EXTRACT TO READ →
--
From: Audrey McNeil <audrey () riskbasedsecurity com>
Date: Tue, 12 May 2015 19:53:34 -0600

http://www.databreachtoday.com/employing-technology-to-ensure-privacy-a-8215

Automating the process of excising personally identifiable information when
sharing data is a challenge that the Defense Department hopes to overcome.

The Defense Advanced Research Projects Agency, known as DARPA, will
consider proposals from the public that would expedite the way
organizations safeguard PII while sharing the data with others. It's a
technology problem that has vexed the information security and privacy
world for years.

The goal of the initiative, known as Brandeis, is to "break the tension"
between maintaining privacy and being able to tap into the huge value of
data, DARPA Program Manager John Launchbury says. "Rather than having to
balance these public goods, Brandeis aims to build a third option: Enabling
safe and predictable sharing of data while reliably preserving privacy," he
says.

DARPA envisions the project - named after Louis Brandeis, a privacy
proponent as an associate justice of the Supreme Court nearly a century ago
- as developing tools and techniques to enable the building of systems in
which private data would be used only for its intended purpose and no other.

Democratic Need

Sharing information is a growing focus of government and industry as
Congress considers legislation to encourage businesses to voluntarily share
cyberthreat information with the government and each other. Those measures
would require the stripping of PII before the data is exchanged. "Democracy
and innovation depend on creativity and the open exchange of diverse ideas,
but fear of a loss of privacy can stifle those processes," Launchbury says.
--
STORED DATA →
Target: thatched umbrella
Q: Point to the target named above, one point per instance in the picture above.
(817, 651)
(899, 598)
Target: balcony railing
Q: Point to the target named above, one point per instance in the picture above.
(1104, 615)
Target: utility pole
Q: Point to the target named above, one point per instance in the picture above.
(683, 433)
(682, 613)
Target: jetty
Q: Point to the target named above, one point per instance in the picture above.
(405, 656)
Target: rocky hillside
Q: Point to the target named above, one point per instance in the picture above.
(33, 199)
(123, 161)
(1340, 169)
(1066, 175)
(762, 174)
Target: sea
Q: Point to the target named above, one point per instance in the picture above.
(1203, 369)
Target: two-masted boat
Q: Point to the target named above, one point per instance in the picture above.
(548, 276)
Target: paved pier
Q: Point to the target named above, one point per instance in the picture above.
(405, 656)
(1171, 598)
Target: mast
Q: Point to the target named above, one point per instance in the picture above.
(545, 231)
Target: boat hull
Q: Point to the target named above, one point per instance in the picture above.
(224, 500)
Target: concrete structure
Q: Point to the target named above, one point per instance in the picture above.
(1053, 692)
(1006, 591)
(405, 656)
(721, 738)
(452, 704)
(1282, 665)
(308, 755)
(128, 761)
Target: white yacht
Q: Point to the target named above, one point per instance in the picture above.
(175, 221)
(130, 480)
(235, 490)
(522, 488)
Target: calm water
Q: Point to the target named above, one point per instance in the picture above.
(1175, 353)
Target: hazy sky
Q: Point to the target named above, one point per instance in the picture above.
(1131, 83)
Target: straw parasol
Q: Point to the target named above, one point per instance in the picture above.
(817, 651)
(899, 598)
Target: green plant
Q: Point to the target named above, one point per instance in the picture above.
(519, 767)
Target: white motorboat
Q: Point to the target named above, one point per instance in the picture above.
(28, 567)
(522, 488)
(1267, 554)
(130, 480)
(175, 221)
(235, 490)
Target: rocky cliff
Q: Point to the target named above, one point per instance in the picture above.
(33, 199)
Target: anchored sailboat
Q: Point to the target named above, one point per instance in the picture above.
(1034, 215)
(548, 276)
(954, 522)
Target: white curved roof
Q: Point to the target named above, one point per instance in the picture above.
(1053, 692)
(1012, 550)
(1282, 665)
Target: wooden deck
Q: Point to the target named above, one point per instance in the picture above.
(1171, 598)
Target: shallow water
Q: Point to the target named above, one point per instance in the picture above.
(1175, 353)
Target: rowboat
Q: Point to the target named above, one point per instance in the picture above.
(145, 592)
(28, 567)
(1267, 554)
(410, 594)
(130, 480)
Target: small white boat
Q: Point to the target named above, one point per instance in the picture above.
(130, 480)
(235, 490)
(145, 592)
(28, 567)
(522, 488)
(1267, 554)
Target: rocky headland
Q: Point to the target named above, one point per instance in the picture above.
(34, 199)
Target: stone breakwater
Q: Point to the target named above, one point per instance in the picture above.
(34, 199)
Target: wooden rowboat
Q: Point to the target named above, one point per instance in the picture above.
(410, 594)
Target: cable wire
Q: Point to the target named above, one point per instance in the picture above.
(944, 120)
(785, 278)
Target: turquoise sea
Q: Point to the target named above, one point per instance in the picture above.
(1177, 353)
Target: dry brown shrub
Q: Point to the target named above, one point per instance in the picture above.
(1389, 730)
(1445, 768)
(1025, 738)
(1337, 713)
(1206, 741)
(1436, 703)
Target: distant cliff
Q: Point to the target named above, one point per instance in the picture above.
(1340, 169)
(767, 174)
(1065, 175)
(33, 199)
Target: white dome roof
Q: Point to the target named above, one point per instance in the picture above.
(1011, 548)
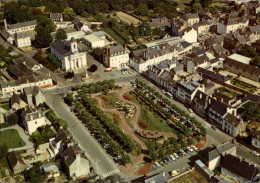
--
TASKS TO COMPLETE →
(a) According to the extract about DARPA's Brandeis initiative, what does the program aim to build as a "third option"?
(b) List every person named in the extract about DARPA's Brandeis initiative, including its header lines.
(c) Go on with the article about DARPA's Brandeis initiative, starting right after its last paragraph.

FINAL ANSWERS →
(a) A way to enable safe and predictable sharing of data while reliably preserving privacy.

(b) Audrey McNeil, John Launchbury, Louis Brandeis

(c)
As he explains, the existing approaches to protect PII fall into two broad
categories: (1) trusting the user of the data to furnish robust safeguards
and (2) filtering the release of data at the source, such as by removing a
person's Social Security number from a record.

Trusting the holder of the data to safeguard PII is problematic, as proven
by the millions of Social Security numbers, credit card numbers and other
PII exposed by a series of high-profile breaches in the past few years.

Filtering data also is tough because advanced algorithms can
cross-correlate redacted data with public information to re-identify an
individual. Research conducted by Harvard University's Latanya Sweeney,
when she was on the Carnegie Mellon University faculty, shows that publicly
available birthdates, ZIP codes and gender can identify nearly 90 percent
of Americans.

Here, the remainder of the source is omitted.